> **SOURCE DOCUMENT**
Decommissioning/transfer of Propachi plugin?

The Propachi plugin has served well for rapid testing of changes to citeproc-js, and more recently as a workaround to support capitalization of sentence-case subtitles in styles that require it (APA being the leading culprit there).

Bug reports against the processor are now very infrequent. Since the release of the latest APA style revision, citeproc-js has been extended with a runtime toggle to enable sentence-case subtitle capitalization, and Zotero has moved to set the toggle automatically when the APA style is selected. It is a rare case indeed when guiding a user through the installation and use of the plugin is worth the effort.

Processor development is still somewhat active around multilingual functionality, but as this is used exclusively by Jurism, where I control the release cycle, there isn’t a need for Propachi releases that extend or improve that layer of the processor’s capabilities.

I’m inclined to remove the plugin from the Jurism site to reduce clutter. If anyone feels that it should continue to be updated at each point release, please let me know. I’ll be happy to hand over the keys with instructions on its (simple but hackish) build and release process.

>crickets<

So the plugin will go >poof<

This is really good news. Having a plugin installed just for this has always been a bit overkill, even if nice for those who needed it. With that out of the way, I agree that there is no strong reason to keep propachi around.

> **DATA**
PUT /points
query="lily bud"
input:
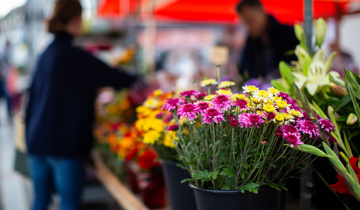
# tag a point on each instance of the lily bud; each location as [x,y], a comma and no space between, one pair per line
[352,119]
[320,31]
[337,89]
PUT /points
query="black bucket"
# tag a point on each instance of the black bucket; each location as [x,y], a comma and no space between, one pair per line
[180,194]
[266,199]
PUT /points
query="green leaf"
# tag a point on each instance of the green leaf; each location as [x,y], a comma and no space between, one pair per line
[250,187]
[311,149]
[344,100]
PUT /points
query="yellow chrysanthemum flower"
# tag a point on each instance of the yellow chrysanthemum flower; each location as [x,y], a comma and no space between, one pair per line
[250,89]
[157,92]
[151,137]
[295,113]
[273,90]
[226,84]
[151,103]
[209,97]
[208,82]
[269,108]
[279,118]
[224,92]
[237,96]
[277,98]
[281,104]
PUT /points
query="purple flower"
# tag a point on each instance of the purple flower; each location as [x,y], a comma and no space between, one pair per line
[326,125]
[188,110]
[189,93]
[241,103]
[171,104]
[212,115]
[203,105]
[250,120]
[278,132]
[308,127]
[173,127]
[289,129]
[222,102]
[234,122]
[293,139]
[200,95]
[169,117]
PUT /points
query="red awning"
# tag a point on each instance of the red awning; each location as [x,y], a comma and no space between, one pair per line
[223,11]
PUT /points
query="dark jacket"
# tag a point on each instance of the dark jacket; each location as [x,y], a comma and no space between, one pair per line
[60,112]
[260,60]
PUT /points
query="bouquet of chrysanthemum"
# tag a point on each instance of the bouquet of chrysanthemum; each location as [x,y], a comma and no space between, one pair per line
[156,125]
[233,141]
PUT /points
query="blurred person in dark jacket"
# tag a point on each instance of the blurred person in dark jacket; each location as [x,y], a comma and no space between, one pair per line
[60,111]
[268,42]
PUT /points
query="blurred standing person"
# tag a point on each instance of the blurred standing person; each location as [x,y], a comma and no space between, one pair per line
[268,42]
[60,111]
[4,71]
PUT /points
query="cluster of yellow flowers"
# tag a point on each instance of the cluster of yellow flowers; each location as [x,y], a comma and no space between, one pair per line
[152,121]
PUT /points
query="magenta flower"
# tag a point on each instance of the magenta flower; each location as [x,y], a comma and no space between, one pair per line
[289,129]
[189,93]
[203,105]
[326,125]
[308,127]
[250,120]
[278,132]
[212,115]
[173,127]
[270,115]
[171,104]
[222,102]
[200,95]
[234,122]
[241,103]
[188,110]
[293,139]
[168,118]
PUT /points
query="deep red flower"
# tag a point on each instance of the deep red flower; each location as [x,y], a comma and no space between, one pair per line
[340,186]
[148,160]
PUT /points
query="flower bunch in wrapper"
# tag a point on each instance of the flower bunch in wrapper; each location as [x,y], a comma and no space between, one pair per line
[241,141]
[157,126]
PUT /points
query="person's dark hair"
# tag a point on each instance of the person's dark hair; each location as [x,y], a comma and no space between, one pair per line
[64,11]
[256,4]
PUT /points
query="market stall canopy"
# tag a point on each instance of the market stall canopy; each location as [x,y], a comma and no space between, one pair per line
[215,11]
[116,9]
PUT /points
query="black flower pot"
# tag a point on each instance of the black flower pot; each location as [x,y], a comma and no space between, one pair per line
[180,194]
[266,199]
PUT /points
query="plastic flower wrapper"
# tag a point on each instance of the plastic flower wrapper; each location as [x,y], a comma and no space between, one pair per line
[238,141]
[157,126]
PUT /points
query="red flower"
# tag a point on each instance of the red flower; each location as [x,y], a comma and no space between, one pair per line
[340,186]
[147,160]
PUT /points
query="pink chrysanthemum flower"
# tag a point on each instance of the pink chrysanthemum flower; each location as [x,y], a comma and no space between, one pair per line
[222,102]
[234,122]
[171,104]
[308,127]
[212,115]
[203,105]
[200,95]
[327,125]
[293,139]
[250,120]
[188,110]
[189,93]
[169,117]
[241,103]
[173,127]
[289,129]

> **TASK SET**
1. In the Propachi plugin post, which style is named as the leading example of one that requires capitalization of sentence-case subtitles?
2. Using the Propachi plugin post, decide whether each statement agrees with it, answering yes or no and quoting the words that settle it. (a) Zotero turns on the subtitle capitalization toggle automatically when the APA style is selected. (b) Bug reports against the processor are still frequent. (c) The processor's multilingual functionality is used by several programs besides Jurism.

> **RESULTS IN ORDER**
1. APA

2.
(a) Yes: "Zotero has moved to set the toggle automatically when the APA style is selected"
(b) No: "Bug reports against the processor are now very infrequent."
(c) No: "this is used exclusively by Jurism"